Material to process
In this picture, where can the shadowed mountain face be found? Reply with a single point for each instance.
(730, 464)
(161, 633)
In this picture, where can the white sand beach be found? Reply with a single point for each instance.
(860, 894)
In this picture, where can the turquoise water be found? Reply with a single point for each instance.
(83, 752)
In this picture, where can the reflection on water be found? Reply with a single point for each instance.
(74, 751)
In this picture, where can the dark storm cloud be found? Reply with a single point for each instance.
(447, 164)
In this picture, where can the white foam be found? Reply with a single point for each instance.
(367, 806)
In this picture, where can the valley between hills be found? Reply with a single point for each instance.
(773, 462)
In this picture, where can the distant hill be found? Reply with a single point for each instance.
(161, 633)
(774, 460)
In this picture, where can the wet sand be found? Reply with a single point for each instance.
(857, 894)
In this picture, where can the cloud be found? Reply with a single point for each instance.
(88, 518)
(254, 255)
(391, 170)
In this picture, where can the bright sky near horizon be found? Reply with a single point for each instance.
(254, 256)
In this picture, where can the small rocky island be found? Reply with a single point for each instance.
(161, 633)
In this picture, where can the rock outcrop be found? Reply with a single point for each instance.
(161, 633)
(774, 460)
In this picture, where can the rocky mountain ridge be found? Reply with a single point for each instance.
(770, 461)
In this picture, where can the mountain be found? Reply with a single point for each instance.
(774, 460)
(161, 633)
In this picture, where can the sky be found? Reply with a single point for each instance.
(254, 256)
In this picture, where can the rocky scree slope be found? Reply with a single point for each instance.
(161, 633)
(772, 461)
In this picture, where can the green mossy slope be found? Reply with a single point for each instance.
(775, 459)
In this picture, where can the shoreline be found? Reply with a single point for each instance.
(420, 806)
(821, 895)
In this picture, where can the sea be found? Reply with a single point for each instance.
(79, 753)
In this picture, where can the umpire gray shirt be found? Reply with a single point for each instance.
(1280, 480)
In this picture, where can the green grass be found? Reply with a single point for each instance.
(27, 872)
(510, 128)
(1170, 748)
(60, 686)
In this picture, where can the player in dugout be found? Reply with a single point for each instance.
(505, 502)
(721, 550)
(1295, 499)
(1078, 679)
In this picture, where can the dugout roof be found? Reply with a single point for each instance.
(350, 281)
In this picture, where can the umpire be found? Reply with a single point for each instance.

Stated problem
Reproduce all of the data above word for word, changing nothing.

Solution for this exercise
In this picture, where can the shadowed mountain face be found? Reply with a single point for each instance.
(730, 464)
(161, 633)
In this picture, where can the white sand beach be found? Reply with a single point for each instance.
(860, 894)
In this picture, where can the turquoise water be found? Reply with a single point for each instance.
(83, 752)
In this picture, where can the reflection on water be found? Reply with a single point for each instance.
(74, 751)
In this picture, where can the dark storm cloud be found? Reply with a single point for each instance.
(447, 164)
In this picture, where can the white foam be found? Reply with a single point for each instance.
(367, 806)
In this picture, where can the valley between hills be found? Reply with a single point for each instance.
(773, 462)
In this picture, where can the distant hill be found? Reply with a single point for each instance.
(161, 633)
(774, 460)
In this picture, where can the wet sand be found? Reply with a single point for each instance.
(857, 894)
In this picture, where can the cloud be found? Reply with a single point for each instance.
(88, 518)
(254, 255)
(391, 170)
In this picture, where can the bright sky near horizon be found? Reply with a single point for each instance.
(254, 256)
In this picture, where can the small rocky island be found? Reply with a single point for each instance.
(161, 633)
In this picture, where can the rock outcrop be found? Reply with a single point for each instance.
(161, 633)
(774, 460)
In this picture, where can the rocky mountain ridge be found? Reply with a single point for each instance.
(770, 461)
In this picture, where can the mountain be found? Reply with a single point for each instance.
(774, 460)
(161, 633)
In this picture, where can the sky be found? Reply with a single point for each instance.
(254, 256)
In this picture, where can the rocky scree slope be found? Reply with a single point for each instance.
(161, 633)
(772, 461)
In this picture, where can the green mossy slope be found? Reply with a single point for each instance.
(775, 459)
In this picture, where can the shoreline be found? Reply with a single point for each instance.
(420, 806)
(821, 895)
In this picture, where can the sea be found? Reply with a single point for each instance.
(79, 753)
In this picture, where can the umpire gray shirt be found? Reply with a single point for each instance.
(1280, 480)
In this picture, where can the green grass be found? Reply with a single point for each instance.
(27, 872)
(510, 128)
(1170, 748)
(60, 686)
In this picture, where can the player in dugout be found? Reply with a single point for each instance.
(505, 502)
(721, 550)
(1295, 499)
(1078, 679)
In this picture, where can the dugout roof be found? Reply with a single point for each instance.
(350, 281)
In this picture, where can the umpire be found? Reply with a single point for each instance.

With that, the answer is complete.